## PASSAGE TO READ
## START

Why do some jobs disappear forever after recessions?
Firms that shed workers during the Great Recession were hiring workers that were higher-skilled subsequently. Image: REUTERS/Paulo Whitaker
During the financial crisis of 2008, employment fell dramatically, as was expected. But in the economic recovery that followed, only certain jobs bounced back. A research paper by Wharton finance professor Nikolai Roussanov looks at this phenomenon and correlates it with technological adoption by companies during a down economy.
The paper, whose co-authors are Cornell University professor Mathieu Taschereau-Dumouchel and Wharton doctoral student Alex Kopytov, is titled “Short-Run Pain, Long-Run Gain? Recessions and Technological Transformation.” Roussanov recently sat down with Knowledge@Wharton to explain the scope and goal of the research as well as what they found.
An edited version of the conversation follows.
Knowledge@Wharton: Can you tell us about your research?
Nikolai Roussanov: In this paper we examine the role of technological transformation in the changing composition of the U.S. labor force over the last 20 years, but also focusing in particular on what happened during the Great Recession and in the years subsequently.
We all know that employment fell dramatically during the Great Recession. It was also slow to come back up following the recession, during the recovery. This, of course, is a well-known fact. What is perhaps less well understood is why the jobs that did return were primarily the higher-skill jobs, or higher-skill ‘cognitive’ jobs — meaning jobs that require a fairly high level of education and working with information technology or working creatively, and so on. It did not really help lower-skill, so-called ‘routine’ jobs — jobs on the factory assembly line, for example — recover as much.
What we wanted to understand is what is the role of the Great Recession itself in this job polarization. What we were trying to do was combine [that with] the logic of long-term technological transformation. We know that improvements in information technology, automation, robotics have shifted the demand for labor from low-skill, routine work to more higher-skill occupations. What is not very well understood is what is the role of recessions and economic downturns in driving this process.
Knowledge@Wharton: What did you find?

## END

## YOUR TASK
Write out the stretch of the article on jobs after recessions from "Firms that shed" through "a down economy.", word for word.

## DATA RECORDS
## START

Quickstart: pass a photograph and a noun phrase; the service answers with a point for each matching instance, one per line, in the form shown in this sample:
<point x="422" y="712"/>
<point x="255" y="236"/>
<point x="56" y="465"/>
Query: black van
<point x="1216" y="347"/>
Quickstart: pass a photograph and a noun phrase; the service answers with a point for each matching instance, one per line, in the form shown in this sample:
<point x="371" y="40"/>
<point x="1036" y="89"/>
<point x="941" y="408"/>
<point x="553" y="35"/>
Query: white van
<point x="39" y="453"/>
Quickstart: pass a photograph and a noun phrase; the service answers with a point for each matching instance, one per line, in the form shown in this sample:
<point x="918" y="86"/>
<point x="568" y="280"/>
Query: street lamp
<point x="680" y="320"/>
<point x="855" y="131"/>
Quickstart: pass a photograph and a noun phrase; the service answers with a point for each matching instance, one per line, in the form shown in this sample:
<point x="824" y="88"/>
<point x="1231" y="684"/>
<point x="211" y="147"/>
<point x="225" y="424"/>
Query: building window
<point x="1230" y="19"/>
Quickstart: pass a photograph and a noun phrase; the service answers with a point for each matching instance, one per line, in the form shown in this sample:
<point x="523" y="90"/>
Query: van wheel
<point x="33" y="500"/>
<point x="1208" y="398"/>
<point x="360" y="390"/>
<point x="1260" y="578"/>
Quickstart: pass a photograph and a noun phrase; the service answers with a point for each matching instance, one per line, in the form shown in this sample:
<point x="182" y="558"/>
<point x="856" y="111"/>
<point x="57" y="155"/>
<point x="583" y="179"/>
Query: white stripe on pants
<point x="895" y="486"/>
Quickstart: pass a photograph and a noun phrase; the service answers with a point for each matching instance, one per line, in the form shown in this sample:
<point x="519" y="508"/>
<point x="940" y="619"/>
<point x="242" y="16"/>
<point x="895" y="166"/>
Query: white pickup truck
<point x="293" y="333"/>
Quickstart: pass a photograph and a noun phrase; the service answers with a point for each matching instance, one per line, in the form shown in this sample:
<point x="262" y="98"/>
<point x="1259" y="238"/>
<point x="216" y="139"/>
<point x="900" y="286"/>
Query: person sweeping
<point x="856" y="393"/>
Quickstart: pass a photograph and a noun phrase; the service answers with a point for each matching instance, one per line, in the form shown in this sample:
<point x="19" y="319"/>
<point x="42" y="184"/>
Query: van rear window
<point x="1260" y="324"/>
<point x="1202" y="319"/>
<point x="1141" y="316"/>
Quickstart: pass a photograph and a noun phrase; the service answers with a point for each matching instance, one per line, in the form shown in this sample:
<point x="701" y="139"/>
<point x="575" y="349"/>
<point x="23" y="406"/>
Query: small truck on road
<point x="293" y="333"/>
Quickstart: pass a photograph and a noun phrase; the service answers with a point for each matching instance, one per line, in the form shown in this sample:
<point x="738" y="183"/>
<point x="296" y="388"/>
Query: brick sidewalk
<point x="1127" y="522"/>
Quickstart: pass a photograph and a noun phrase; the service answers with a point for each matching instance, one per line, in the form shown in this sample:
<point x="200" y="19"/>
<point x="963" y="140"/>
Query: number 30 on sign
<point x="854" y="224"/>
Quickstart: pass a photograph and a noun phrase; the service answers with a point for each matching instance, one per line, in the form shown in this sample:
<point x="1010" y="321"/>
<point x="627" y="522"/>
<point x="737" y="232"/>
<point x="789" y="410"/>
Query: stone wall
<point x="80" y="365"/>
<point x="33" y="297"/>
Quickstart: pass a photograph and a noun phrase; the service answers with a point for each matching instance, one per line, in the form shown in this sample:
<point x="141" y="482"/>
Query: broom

## END

## WRITTEN SOLUTION
Firms that shed workers during the Great Recession were hiring workers that were higher-skilled subsequently. Image: REUTERS/Paulo Whitaker
During the financial crisis of 2008, employment fell dramatically, as was expected. But in the economic recovery that followed, only certain jobs bounced back. A research paper by Wharton finance professor Nikolai Roussanov looks at this phenomenon and correlates it with technological adoption by companies during a down economy.